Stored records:
--

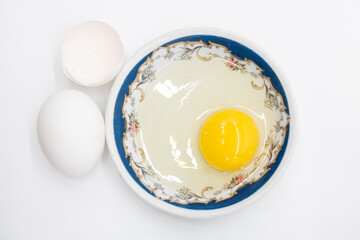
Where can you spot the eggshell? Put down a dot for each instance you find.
(92, 54)
(71, 132)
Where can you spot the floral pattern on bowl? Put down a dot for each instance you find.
(206, 52)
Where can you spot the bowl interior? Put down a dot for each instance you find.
(165, 99)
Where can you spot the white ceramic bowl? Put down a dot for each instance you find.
(163, 96)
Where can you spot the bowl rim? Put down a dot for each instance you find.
(110, 138)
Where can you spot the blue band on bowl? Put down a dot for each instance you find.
(238, 50)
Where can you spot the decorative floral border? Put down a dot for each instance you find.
(185, 51)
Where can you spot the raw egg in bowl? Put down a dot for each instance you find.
(198, 122)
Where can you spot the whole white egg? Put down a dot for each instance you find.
(71, 132)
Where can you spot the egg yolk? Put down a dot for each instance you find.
(228, 140)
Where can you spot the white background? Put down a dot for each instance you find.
(316, 43)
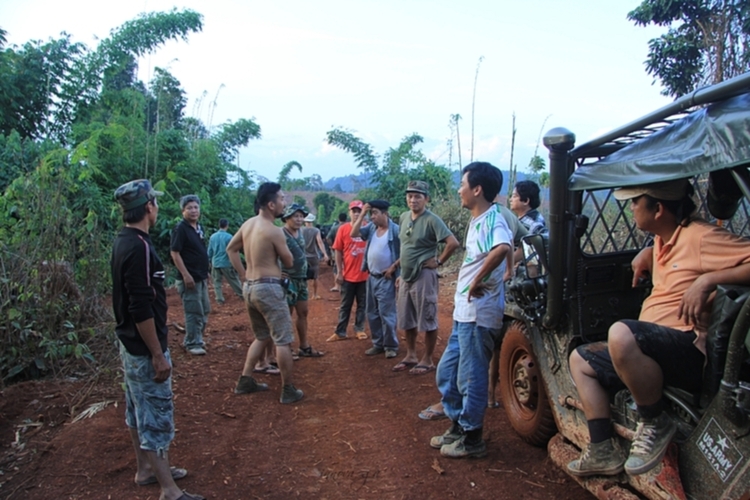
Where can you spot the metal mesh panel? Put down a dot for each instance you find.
(612, 229)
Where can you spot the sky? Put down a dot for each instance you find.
(385, 69)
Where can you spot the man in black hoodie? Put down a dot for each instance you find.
(140, 304)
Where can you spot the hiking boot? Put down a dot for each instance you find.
(453, 434)
(650, 444)
(290, 394)
(461, 449)
(247, 384)
(605, 458)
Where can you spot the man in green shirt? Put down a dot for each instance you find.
(420, 232)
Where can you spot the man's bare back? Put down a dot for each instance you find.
(264, 244)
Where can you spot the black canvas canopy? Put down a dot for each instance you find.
(656, 148)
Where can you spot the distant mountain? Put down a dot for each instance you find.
(353, 183)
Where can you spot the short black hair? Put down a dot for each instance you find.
(681, 209)
(487, 175)
(528, 191)
(267, 193)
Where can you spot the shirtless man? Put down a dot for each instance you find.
(264, 292)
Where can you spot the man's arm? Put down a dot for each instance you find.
(282, 250)
(233, 252)
(162, 369)
(321, 246)
(494, 259)
(186, 276)
(695, 299)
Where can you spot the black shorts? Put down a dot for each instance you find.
(680, 361)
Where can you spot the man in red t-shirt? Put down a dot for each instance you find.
(349, 254)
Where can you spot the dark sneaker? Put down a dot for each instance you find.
(605, 459)
(461, 449)
(290, 394)
(453, 434)
(246, 385)
(650, 444)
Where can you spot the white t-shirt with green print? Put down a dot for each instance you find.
(485, 233)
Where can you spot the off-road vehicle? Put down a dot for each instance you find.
(580, 283)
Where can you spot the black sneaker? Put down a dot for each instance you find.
(247, 385)
(453, 434)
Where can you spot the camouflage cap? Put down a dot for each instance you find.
(418, 187)
(135, 193)
(294, 207)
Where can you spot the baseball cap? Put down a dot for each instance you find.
(668, 191)
(418, 187)
(135, 193)
(381, 205)
(294, 207)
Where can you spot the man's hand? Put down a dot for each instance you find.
(641, 265)
(476, 290)
(189, 281)
(694, 301)
(162, 369)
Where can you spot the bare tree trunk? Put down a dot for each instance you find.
(512, 169)
(473, 103)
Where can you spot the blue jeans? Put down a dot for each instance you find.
(380, 300)
(148, 405)
(462, 376)
(196, 305)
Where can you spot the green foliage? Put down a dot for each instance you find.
(708, 41)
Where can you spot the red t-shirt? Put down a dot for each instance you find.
(352, 252)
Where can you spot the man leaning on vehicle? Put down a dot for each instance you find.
(666, 346)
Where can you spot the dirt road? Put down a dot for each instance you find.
(356, 433)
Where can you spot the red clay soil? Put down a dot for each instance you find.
(355, 434)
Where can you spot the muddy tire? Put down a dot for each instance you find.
(522, 389)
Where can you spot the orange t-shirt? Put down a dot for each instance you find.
(692, 251)
(352, 252)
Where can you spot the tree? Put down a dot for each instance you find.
(708, 41)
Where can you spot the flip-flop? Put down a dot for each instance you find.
(177, 473)
(402, 366)
(430, 413)
(421, 370)
(268, 370)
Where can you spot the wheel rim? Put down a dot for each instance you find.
(524, 377)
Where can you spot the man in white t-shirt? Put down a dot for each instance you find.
(381, 260)
(462, 376)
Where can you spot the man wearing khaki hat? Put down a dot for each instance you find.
(140, 304)
(420, 231)
(666, 346)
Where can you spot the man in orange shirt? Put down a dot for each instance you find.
(349, 254)
(690, 257)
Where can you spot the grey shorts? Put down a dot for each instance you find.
(416, 306)
(673, 350)
(269, 312)
(148, 404)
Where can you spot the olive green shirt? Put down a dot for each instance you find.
(419, 239)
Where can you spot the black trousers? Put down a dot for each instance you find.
(349, 292)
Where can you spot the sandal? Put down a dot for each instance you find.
(309, 352)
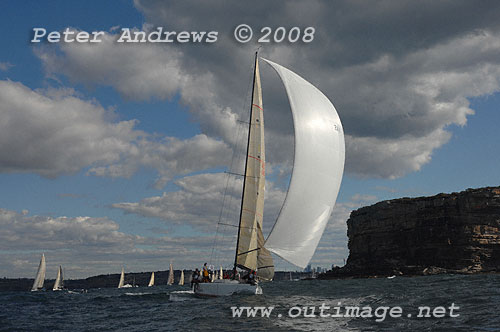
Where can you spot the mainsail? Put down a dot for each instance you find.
(170, 275)
(152, 280)
(250, 251)
(59, 284)
(181, 280)
(40, 275)
(122, 279)
(317, 173)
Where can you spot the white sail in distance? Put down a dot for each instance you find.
(181, 280)
(317, 172)
(40, 275)
(59, 283)
(170, 275)
(122, 279)
(152, 280)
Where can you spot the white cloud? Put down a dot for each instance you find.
(199, 199)
(85, 246)
(53, 132)
(395, 107)
(5, 66)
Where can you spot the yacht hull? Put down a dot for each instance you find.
(225, 287)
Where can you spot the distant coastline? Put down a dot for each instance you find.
(111, 280)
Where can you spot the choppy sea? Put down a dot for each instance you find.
(464, 303)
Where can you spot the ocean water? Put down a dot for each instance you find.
(474, 299)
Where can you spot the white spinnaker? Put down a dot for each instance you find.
(40, 275)
(317, 172)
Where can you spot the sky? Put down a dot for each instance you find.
(114, 154)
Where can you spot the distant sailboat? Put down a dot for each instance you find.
(40, 275)
(122, 279)
(170, 275)
(314, 185)
(59, 284)
(152, 280)
(181, 280)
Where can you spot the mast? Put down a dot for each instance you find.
(246, 165)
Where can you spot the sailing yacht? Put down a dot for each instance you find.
(314, 185)
(40, 276)
(170, 280)
(59, 283)
(121, 283)
(152, 280)
(181, 279)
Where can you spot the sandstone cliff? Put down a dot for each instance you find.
(458, 232)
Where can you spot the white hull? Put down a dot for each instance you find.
(225, 287)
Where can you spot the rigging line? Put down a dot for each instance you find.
(237, 226)
(236, 135)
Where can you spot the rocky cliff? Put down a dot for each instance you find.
(458, 232)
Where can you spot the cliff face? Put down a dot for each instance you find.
(458, 232)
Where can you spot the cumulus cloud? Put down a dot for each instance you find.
(53, 132)
(396, 93)
(85, 246)
(199, 199)
(5, 66)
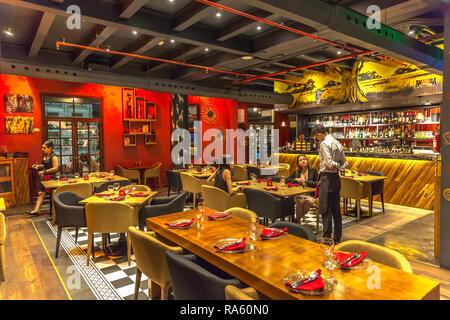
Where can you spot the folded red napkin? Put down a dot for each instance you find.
(103, 194)
(269, 233)
(233, 246)
(117, 198)
(139, 194)
(180, 224)
(219, 215)
(341, 257)
(309, 286)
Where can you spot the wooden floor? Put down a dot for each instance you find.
(31, 275)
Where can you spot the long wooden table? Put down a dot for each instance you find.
(264, 268)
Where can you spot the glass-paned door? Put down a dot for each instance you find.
(76, 136)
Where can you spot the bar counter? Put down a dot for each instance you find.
(410, 181)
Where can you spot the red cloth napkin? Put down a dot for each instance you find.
(219, 215)
(180, 224)
(341, 257)
(117, 198)
(102, 194)
(310, 286)
(139, 194)
(233, 247)
(266, 233)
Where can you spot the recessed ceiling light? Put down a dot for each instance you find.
(9, 32)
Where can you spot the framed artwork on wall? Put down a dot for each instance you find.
(18, 103)
(19, 125)
(128, 103)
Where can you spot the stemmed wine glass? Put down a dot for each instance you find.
(329, 260)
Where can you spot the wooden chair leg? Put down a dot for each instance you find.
(138, 283)
(58, 241)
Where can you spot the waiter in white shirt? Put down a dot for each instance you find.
(332, 160)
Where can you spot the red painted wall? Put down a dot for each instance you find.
(114, 151)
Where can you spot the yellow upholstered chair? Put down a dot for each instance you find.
(243, 214)
(377, 253)
(2, 246)
(109, 218)
(354, 189)
(239, 173)
(150, 256)
(283, 170)
(133, 175)
(153, 172)
(83, 189)
(220, 200)
(192, 184)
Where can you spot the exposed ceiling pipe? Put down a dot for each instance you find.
(351, 56)
(67, 44)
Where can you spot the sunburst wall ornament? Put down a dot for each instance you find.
(209, 114)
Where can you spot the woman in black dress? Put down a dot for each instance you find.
(307, 176)
(47, 171)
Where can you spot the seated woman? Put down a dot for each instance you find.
(308, 176)
(222, 178)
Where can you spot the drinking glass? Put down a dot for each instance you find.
(329, 260)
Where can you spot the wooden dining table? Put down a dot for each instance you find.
(264, 268)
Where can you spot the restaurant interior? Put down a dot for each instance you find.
(98, 203)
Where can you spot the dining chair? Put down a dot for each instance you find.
(239, 173)
(264, 204)
(243, 214)
(162, 206)
(235, 293)
(153, 173)
(192, 185)
(217, 199)
(377, 253)
(69, 213)
(195, 279)
(2, 247)
(295, 229)
(173, 181)
(149, 253)
(82, 189)
(377, 187)
(354, 189)
(104, 186)
(105, 218)
(133, 174)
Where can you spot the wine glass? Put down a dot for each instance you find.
(329, 260)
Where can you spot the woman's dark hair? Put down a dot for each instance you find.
(49, 144)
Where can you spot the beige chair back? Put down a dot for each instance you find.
(243, 214)
(127, 173)
(109, 217)
(239, 173)
(220, 200)
(150, 256)
(2, 247)
(377, 253)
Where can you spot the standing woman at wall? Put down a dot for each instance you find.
(47, 171)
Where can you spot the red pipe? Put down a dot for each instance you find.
(60, 43)
(305, 67)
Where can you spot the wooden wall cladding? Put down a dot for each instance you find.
(409, 182)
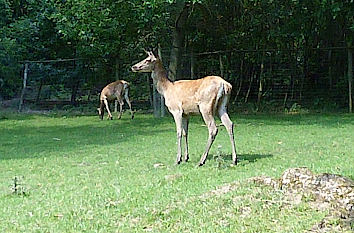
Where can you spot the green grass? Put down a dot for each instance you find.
(80, 174)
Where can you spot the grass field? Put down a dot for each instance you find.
(80, 174)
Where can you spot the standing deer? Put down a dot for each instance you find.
(185, 97)
(114, 91)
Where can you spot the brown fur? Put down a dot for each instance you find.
(207, 96)
(114, 91)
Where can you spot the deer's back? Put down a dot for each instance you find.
(189, 95)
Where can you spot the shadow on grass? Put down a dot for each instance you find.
(249, 158)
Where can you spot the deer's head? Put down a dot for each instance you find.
(146, 65)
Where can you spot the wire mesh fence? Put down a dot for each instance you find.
(276, 79)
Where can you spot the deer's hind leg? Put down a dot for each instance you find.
(185, 122)
(120, 101)
(107, 107)
(178, 120)
(208, 117)
(126, 96)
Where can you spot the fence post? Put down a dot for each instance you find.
(23, 88)
(350, 77)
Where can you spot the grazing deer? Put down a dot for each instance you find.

--

Emit the lines of the data above from the one containing "Where can you spot the woman's" through its final line, both endpoints included. Pictures do not belong in the output.

Where can you spot the woman's dark hair? Put down a dot for each instance you find.
(49, 144)
Where can you spot the beige chair back? Put down a dot for each instance you find.
(243, 214)
(127, 173)
(109, 217)
(239, 173)
(220, 200)
(150, 256)
(2, 247)
(377, 253)
Where can you spot the standing woman at wall? Put down a dot for each instance you find.
(47, 171)
Where can you spot the red pipe? Put down a dot for each instance you find.
(60, 43)
(305, 67)
Where can you spot the wooden wall cladding? Put down a dot for each instance you find.
(409, 182)
Where can you spot the green grass? Put down a dot for each instance you find.
(80, 174)
Where can you spot the grass field? Put down a dot for each instance you find.
(80, 174)
Where can you spot the standing deer? Put down a dot for each instance you find.
(185, 97)
(114, 91)
Where can you spot the brown fur? Put down a dot for each instance you find.
(207, 96)
(114, 91)
Where can you spot the deer's back? Put down a dot for each instance you find.
(189, 95)
Where can you spot the shadow on grass? Put down a dot for each instance you find.
(249, 158)
Where can you spot the deer's head? Put down a dot for each instance you find.
(146, 65)
Where can you spot the wire mesh fence? Put down a dot for each instance you find.
(276, 79)
Where can you spot the deer's hind leg? Put down a dot for each instance you find.
(185, 122)
(120, 101)
(107, 107)
(178, 120)
(208, 117)
(126, 96)
Where can you spot the fence post? Put down a dot for each instance you find.
(23, 88)
(350, 77)
Where can you spot the grazing deer? Put down a dot for each instance you find.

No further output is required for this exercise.